--- Start Record set ---

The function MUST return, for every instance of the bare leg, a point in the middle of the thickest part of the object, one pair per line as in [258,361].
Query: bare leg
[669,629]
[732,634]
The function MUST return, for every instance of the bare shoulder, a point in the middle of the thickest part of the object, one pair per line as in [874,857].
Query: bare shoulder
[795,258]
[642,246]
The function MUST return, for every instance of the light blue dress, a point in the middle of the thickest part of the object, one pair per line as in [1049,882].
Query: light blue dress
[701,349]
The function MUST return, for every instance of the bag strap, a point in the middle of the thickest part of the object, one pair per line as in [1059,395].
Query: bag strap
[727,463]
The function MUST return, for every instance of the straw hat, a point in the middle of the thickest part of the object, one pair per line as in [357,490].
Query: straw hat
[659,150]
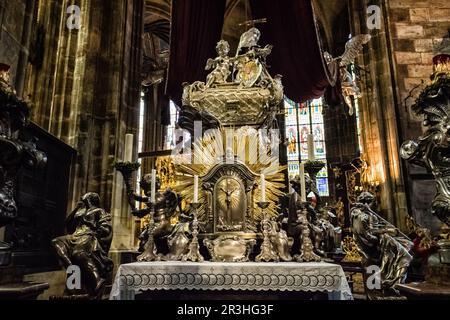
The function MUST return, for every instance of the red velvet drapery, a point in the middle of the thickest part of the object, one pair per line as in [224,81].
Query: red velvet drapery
[195,30]
[291,29]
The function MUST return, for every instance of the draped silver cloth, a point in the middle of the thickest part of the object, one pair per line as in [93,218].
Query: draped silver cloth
[286,276]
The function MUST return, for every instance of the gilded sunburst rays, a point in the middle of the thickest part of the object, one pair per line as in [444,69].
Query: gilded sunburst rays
[249,147]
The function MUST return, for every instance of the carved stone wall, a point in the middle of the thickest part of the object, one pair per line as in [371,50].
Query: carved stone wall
[84,85]
[380,112]
[15,30]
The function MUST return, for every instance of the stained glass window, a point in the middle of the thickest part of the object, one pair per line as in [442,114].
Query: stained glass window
[301,120]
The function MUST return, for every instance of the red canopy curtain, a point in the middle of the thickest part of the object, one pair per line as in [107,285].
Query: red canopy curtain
[196,28]
[297,56]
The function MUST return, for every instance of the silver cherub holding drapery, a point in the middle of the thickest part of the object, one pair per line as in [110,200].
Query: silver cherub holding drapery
[380,243]
[350,89]
[87,244]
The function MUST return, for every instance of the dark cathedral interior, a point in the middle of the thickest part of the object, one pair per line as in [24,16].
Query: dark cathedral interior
[225,150]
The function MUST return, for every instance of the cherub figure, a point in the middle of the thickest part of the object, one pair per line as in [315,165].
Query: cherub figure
[350,89]
[221,65]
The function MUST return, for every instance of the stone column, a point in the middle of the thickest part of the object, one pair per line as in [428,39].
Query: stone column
[86,91]
[379,113]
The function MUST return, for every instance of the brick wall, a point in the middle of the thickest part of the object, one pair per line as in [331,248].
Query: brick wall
[417,27]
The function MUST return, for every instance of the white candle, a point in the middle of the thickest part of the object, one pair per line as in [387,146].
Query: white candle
[311,149]
[302,182]
[128,156]
[195,189]
[263,188]
[153,190]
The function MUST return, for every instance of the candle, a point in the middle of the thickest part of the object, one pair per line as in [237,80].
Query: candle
[263,188]
[153,190]
[195,189]
[128,156]
[302,182]
[311,151]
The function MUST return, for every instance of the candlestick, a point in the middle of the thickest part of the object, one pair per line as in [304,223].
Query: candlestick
[128,155]
[194,247]
[302,183]
[149,253]
[195,189]
[153,189]
[311,149]
[263,188]
[268,252]
[306,246]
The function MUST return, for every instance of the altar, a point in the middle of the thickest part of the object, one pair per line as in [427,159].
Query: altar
[134,278]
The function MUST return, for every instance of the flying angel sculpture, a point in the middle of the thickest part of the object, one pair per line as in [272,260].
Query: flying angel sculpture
[349,87]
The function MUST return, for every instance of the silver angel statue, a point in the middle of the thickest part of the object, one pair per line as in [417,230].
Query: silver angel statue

--- End Record set ---

Description of the task:
Every line from the one containing "The function MUST return, for every instance of the candle, a" through the last line must be copied exactly; leave out the rest.

Answer for this exercise:
The function MUST return, for every instance of the candle, a point in the middle of the thickest part of the object, one pair per line as in [237,80].
Query: candle
[263,188]
[153,190]
[195,189]
[128,156]
[302,182]
[311,151]
The function MUST return, for every instance of the candlestick, a point in the middle of the thickest part of the object, one pair per line as in [304,223].
Query: candlestick
[128,155]
[194,247]
[302,183]
[149,253]
[195,189]
[153,189]
[311,149]
[263,188]
[268,252]
[306,246]
The function MUST return, for every instance of the altar, a point in the middle of the thickest part of the object, one pair per line as in [427,159].
Query: altar
[134,278]
The function MUST return, for every instance of the flying angel sculpture, a point in the middle of the thickest part of the object, one pair per line as in [272,260].
Query: flying angel sculpture
[349,87]
The function MUST return, for every instance of the silver angel statue, a point in the middle of the thickest part of the object, one pair per line as in [417,230].
Query: silver angel statue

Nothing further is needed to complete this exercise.